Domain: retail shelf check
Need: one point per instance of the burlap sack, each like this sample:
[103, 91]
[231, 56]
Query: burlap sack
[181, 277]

— DIRECTIONS —
Output the entries above word for word.

— TASK OUTPUT —
Domain: retail shelf check
Need: one point per instance of the burlap sack, each like this sample:
[103, 91]
[231, 56]
Query: burlap sack
[181, 277]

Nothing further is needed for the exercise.